Object detection data:
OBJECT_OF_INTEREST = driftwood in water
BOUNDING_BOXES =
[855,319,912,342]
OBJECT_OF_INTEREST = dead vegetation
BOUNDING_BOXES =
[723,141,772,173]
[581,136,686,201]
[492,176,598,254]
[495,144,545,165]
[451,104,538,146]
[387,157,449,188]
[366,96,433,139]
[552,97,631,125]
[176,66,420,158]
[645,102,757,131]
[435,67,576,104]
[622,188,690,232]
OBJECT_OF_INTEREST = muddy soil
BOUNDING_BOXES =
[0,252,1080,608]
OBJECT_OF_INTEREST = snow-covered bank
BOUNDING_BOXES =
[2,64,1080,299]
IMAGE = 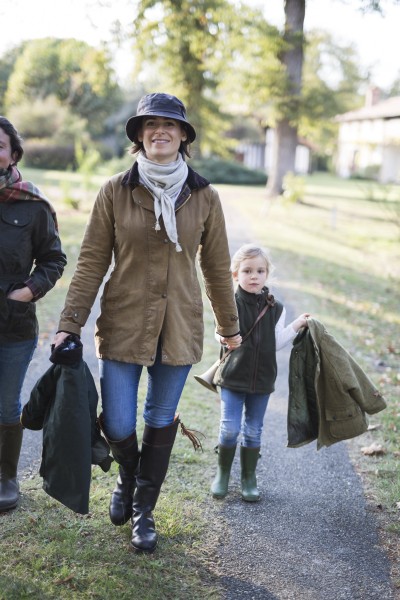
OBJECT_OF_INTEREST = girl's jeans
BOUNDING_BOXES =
[219,388,269,448]
[0,337,37,425]
[99,344,192,440]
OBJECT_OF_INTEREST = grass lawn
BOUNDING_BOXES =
[0,170,400,600]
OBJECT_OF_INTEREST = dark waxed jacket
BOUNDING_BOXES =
[213,286,283,394]
[287,318,386,450]
[0,200,67,343]
[21,360,112,514]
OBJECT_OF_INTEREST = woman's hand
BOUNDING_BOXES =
[53,331,71,348]
[221,333,242,350]
[293,313,311,331]
[7,286,33,302]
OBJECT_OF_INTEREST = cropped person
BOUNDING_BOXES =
[211,244,309,502]
[0,117,67,511]
[55,93,241,552]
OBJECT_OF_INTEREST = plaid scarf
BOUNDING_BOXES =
[0,166,58,231]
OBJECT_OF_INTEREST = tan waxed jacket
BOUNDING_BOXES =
[59,164,239,366]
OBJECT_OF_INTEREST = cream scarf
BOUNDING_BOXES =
[137,152,188,252]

-- REQUIRED WORK --
Render every line of the records above as a Markdown table with the columns "No." and "Line", numbering the rows and skipping blank lines. Leave the pictures out.

-- WRITTEN SOLUTION --
| No. | Line |
|---|---|
| 1 | OBJECT_OF_INTEREST = driftwood in water |
| 2 | BOUNDING_BOXES = |
| 3 | [855,319,912,342] |
| 4 | OBJECT_OF_INTEREST = dead vegetation |
| 5 | BOUNDING_BOXES = |
| 6 | [723,141,772,173] |
| 7 | [581,136,686,201] |
| 8 | [492,176,598,254] |
| 9 | [495,144,545,165] |
| 10 | [451,104,538,146] |
| 11 | [387,157,449,188] |
| 12 | [366,96,433,139] |
| 13 | [552,97,631,125] |
| 14 | [176,66,420,158] |
| 15 | [645,102,757,131] |
| 16 | [435,67,576,104] |
| 17 | [622,188,690,232] |
| 18 | OBJECT_OF_INTEREST = muddy soil |
| 19 | BOUNDING_BOXES = |
| 20 | [0,252,1080,608] |
| 21 | OBJECT_OF_INTEREST = snow-covered bank |
| 22 | BOUNDING_BOXES = |
| 23 | [2,64,1080,299] |
| 24 | IMAGE =  |
| 25 | OBJECT_OF_INTEREST = girl's jeans |
| 26 | BOUNDING_BOXES = |
| 27 | [219,388,269,448] |
| 28 | [0,337,37,425] |
| 29 | [99,344,192,440] |
| 30 | OBJECT_OF_INTEREST = grass lawn |
| 31 | BOUNDING_BOXES = |
| 32 | [0,170,400,600] |
| 33 | OBJECT_OF_INTEREST = dark waxed jacket |
| 34 | BOUNDING_BOXES = |
| 35 | [213,286,283,394] |
| 36 | [287,318,386,450] |
| 37 | [0,200,67,343] |
| 38 | [21,360,112,514] |
| 39 | OBJECT_OF_INTEREST = woman's hand |
| 40 | BOUNDING_BOXES = |
| 41 | [53,331,71,348] |
| 42 | [221,333,242,350] |
| 43 | [293,313,311,331] |
| 44 | [7,286,33,302] |
| 45 | OBJECT_OF_INTEREST = cropped person |
| 46 | BOUNDING_BOXES = |
| 47 | [211,244,309,502] |
| 48 | [0,117,67,511] |
| 49 | [55,93,241,552] |
| 50 | OBJECT_OF_INTEREST = plaid scarf |
| 51 | BOUNDING_BOXES = |
| 52 | [0,166,58,231] |
| 53 | OBJECT_OF_INTEREST = tan waxed jacket |
| 54 | BOUNDING_BOXES = |
| 55 | [59,164,239,366] |
| 56 | OBJECT_OF_INTEREST = cream scarf |
| 57 | BOUNDING_BOXES = |
| 58 | [137,152,188,252] |